• _Passage shown_:
<<<<

# What should I do...?



## herecomedajudge (Feb 16, 2017)

Hi, this is my 1st post here. I have a 66 convertible. The PHS docs obtained from the VIN do not match the data plate and not sure how to find out why...
The vin shows a blue convertible with black top and blue interior, 389 3 speed, no power, no ac but the data tag shows it as a montero red convertible with white top and parchment interior and a 4 speed. the car also has p/w, p/s, p/b and what appears to be factory A/C. the build date on tag shows 2nd week of January but the invoice date from PHS is May 1966? https://www.flickr.com/photos/[email protected]/with/32545880390/


----------



## Roger that (Feb 6, 2010)

Does the VIN indicate the same plant build as the data tag (PON)?

Did the PHS documents verify the correct VIN # you submitted?

Does your VIN tag have rosette rivets?

That is not a good situation.


----------



## GTOJUNIOR (Aug 7, 2011)

Resale RED is very popular in the GTO community.
Just attend any large/national event and you'll see exactly what Im talking about.

There are probably double if not triple the actual production of RED 1966 GTOs with TRI-POWER.

That said it sounds like just another case, Repaint and Acc Trim Tag Swap.
You can have them made to say anything you wish;
TRIM TAGS - Home 

If the VIN matches the title and PHS then this is likely the case.


----------



## herecomedajudge (Feb 16, 2017)

PHS believes the trim tag is correct and the VIN is not but apparently no way to know for sure. We put the car on the lift and used a mirror and flashlight to find a VIN stamped on the frame but couldnt find anything. We did find 042566 (april 25, 1966?) stamped on rear chassis near fuel tank drivers side, that could jive with the 5/10/66 invoice date? Also if the VIN were correct then the car would have no p/s, p/w, p/b. and be a 3 speed..could someone add all of those power options and also change it from a 3 speed to a 4 speed...Is it possible the data tag is correct and the VIN is not? How could I find out. This would make a huge difference if we wanted to sell the car.

>>>>

• _Exercise task_: Can you give back the entire forum thread about the 1966 convertible whose VIN doesn't match its data plate, word for word?

• _Given data_:
<<<<

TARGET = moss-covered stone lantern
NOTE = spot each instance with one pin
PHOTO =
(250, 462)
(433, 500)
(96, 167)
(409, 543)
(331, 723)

>>>>
<<<<

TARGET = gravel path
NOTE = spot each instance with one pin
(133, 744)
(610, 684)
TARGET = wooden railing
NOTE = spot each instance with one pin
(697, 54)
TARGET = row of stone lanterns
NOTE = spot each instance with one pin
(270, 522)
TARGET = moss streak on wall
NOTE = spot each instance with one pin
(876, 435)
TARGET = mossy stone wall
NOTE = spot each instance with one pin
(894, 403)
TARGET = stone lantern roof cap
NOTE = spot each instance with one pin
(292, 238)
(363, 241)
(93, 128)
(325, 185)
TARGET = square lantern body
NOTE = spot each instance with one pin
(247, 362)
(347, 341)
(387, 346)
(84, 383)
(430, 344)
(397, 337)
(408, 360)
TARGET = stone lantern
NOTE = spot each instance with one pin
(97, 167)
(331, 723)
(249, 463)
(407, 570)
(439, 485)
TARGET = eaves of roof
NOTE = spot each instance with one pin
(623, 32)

>>>>

• _Correct answer_:
# What should I do...?



## herecomedajudge (Feb 16, 2017)

Hi, this is my 1st post here. I have a 66 convertible. The PHS docs obtained from the VIN do not match the data plate and not sure how to find out why...
The vin shows a blue convertible with black top and blue interior, 389 3 speed, no power, no ac but the data tag shows it as a montero red convertible with white top and parchment interior and a 4 speed. the car also has p/w, p/s, p/b and what appears to be factory A/C. the build date on tag shows 2nd week of January but the invoice date from PHS is May 1966? https://www.flickr.com/photos/[email protected]/with/32545880390/


----------



## Roger that (Feb 6, 2010)

Does the VIN indicate the same plant build as the data tag (PON)?

Did the PHS documents verify the correct VIN # you submitted?

Does your VIN tag have rosette rivets?

That is not a good situation.


----------



## GTOJUNIOR (Aug 7, 2011)

Resale RED is very popular in the GTO community.
Just attend any large/national event and you'll see exactly what Im talking about.

There are probably double if not triple the actual production of RED 1966 GTOs with TRI-POWER.

That said it sounds like just another case, Repaint and Acc Trim Tag Swap.
You can have them made to say anything you wish;
TRIM TAGS - Home 

If the VIN matches the title and PHS then this is likely the case.


----------



## herecomedajudge (Feb 16, 2017)

PHS believes the trim tag is correct and the VIN is not but apparently no way to know for sure. We put the car on the lift and used a mirror and flashlight to find a VIN stamped on the frame but couldnt find anything. We did find 042566 (april 25, 1966?) stamped on rear chassis near fuel tank drivers side, that could jive with the 5/10/66 invoice date? Also if the VIN were correct then the car would have no p/s, p/w, p/b. and be a 3 speed..could someone add all of those power options and also change it from a 3 speed to a 4 speed...Is it possible the data tag is correct and the VIN is not? How could I find out. This would make a huge difference if we wanted to sell the car.